What to work on: The answer must be an exact copy of the lines from the one containing "Phrase: yellow stone building" through the end of the records, with the pictures left out.

Referring expression data:
>>>

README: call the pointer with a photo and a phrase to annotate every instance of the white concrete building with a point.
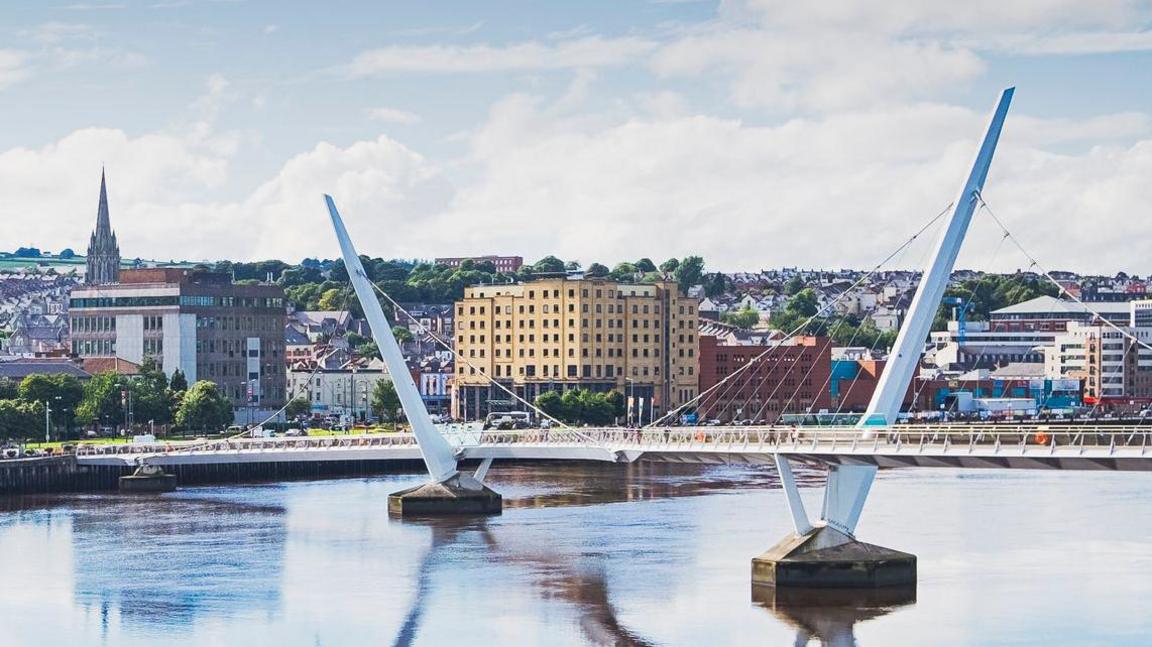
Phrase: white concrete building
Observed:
(345, 390)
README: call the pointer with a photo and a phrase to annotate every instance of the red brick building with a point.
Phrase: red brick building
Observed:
(790, 379)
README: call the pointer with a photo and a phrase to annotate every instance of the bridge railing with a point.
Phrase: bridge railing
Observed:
(886, 439)
(800, 440)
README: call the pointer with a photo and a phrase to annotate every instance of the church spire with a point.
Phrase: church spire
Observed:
(103, 251)
(103, 222)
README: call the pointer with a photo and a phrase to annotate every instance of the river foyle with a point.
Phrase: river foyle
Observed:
(589, 554)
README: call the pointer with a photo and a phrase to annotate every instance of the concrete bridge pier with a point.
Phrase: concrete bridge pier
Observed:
(826, 555)
(449, 492)
(148, 479)
(459, 494)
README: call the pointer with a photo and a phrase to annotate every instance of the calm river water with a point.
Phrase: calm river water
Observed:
(583, 555)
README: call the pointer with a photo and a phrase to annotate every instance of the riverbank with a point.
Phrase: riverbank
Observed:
(57, 474)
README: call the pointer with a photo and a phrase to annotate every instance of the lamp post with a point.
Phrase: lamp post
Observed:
(631, 398)
(47, 421)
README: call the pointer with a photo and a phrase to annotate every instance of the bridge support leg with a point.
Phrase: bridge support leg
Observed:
(826, 555)
(459, 494)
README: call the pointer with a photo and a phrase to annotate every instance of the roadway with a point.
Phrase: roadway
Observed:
(1038, 447)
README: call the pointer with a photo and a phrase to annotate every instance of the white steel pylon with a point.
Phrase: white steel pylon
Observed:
(438, 455)
(848, 485)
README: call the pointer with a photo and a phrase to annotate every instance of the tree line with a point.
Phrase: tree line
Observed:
(323, 284)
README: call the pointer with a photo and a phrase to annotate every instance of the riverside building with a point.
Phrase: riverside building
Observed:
(196, 321)
(560, 334)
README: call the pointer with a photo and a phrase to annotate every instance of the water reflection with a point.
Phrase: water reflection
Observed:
(830, 615)
(583, 555)
(552, 485)
(163, 561)
(551, 572)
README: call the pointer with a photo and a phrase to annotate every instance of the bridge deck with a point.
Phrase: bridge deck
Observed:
(934, 446)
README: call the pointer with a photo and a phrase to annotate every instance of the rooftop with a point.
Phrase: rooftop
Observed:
(22, 367)
(1056, 306)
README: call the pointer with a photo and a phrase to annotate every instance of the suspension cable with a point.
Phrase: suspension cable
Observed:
(478, 370)
(671, 415)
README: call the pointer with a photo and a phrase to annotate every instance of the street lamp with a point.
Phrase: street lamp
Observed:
(47, 419)
(631, 398)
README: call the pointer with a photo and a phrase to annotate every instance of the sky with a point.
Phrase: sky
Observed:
(753, 132)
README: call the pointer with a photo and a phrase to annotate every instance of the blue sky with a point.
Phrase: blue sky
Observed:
(757, 132)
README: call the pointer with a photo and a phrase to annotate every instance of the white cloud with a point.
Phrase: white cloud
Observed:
(841, 190)
(1086, 43)
(54, 32)
(158, 184)
(531, 55)
(13, 67)
(393, 115)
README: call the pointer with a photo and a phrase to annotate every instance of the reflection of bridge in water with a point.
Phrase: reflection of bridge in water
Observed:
(824, 553)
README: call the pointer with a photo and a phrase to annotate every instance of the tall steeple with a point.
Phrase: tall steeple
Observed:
(103, 250)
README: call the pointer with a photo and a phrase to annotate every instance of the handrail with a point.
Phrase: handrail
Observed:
(904, 439)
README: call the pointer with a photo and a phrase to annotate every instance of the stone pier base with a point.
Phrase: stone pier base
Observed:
(460, 494)
(828, 558)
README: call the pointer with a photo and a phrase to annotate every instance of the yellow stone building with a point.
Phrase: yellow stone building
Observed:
(560, 334)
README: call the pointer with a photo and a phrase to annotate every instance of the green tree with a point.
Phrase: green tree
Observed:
(204, 408)
(551, 404)
(742, 318)
(179, 382)
(690, 272)
(63, 393)
(548, 265)
(297, 406)
(37, 389)
(715, 284)
(385, 401)
(794, 284)
(596, 271)
(402, 334)
(332, 299)
(101, 402)
(19, 420)
(623, 272)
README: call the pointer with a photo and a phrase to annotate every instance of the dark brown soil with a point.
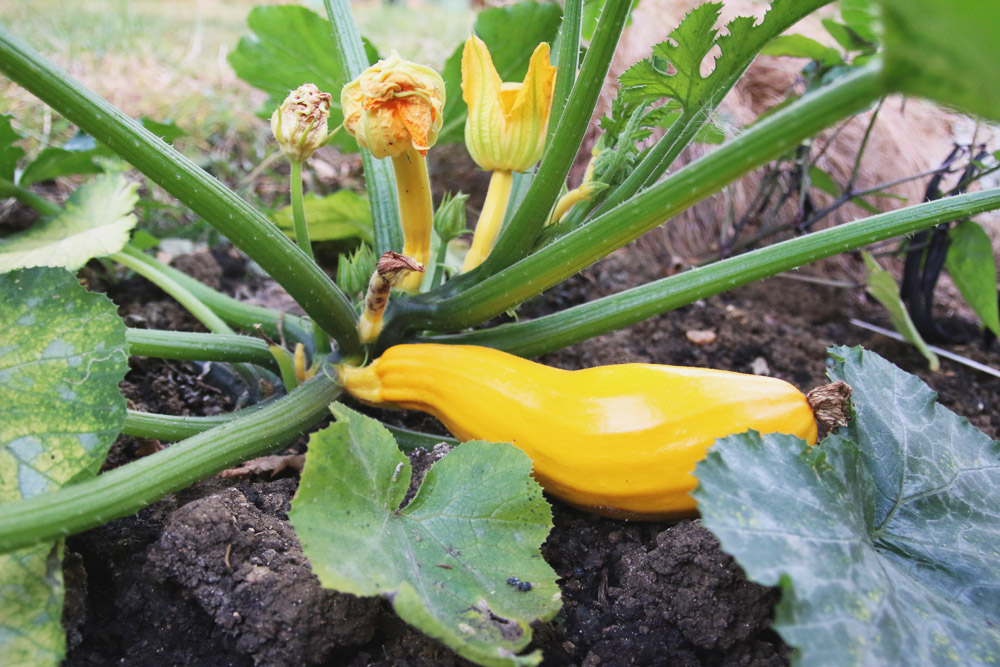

<<<

Result of the exercise:
Phrase: yellow stone building
Observed:
(560, 334)
README: call the pointer with a photo and a phrase to annotate every instance of the green tree with a point.
Phrase: green tree
Observed:
(204, 408)
(551, 404)
(742, 318)
(179, 382)
(690, 272)
(63, 393)
(548, 265)
(297, 406)
(37, 389)
(715, 284)
(385, 401)
(794, 284)
(596, 271)
(402, 334)
(332, 299)
(101, 402)
(19, 420)
(623, 272)
README: call the pointer with a photo and a phrase to annotate every instance of the dark brown soil with a point.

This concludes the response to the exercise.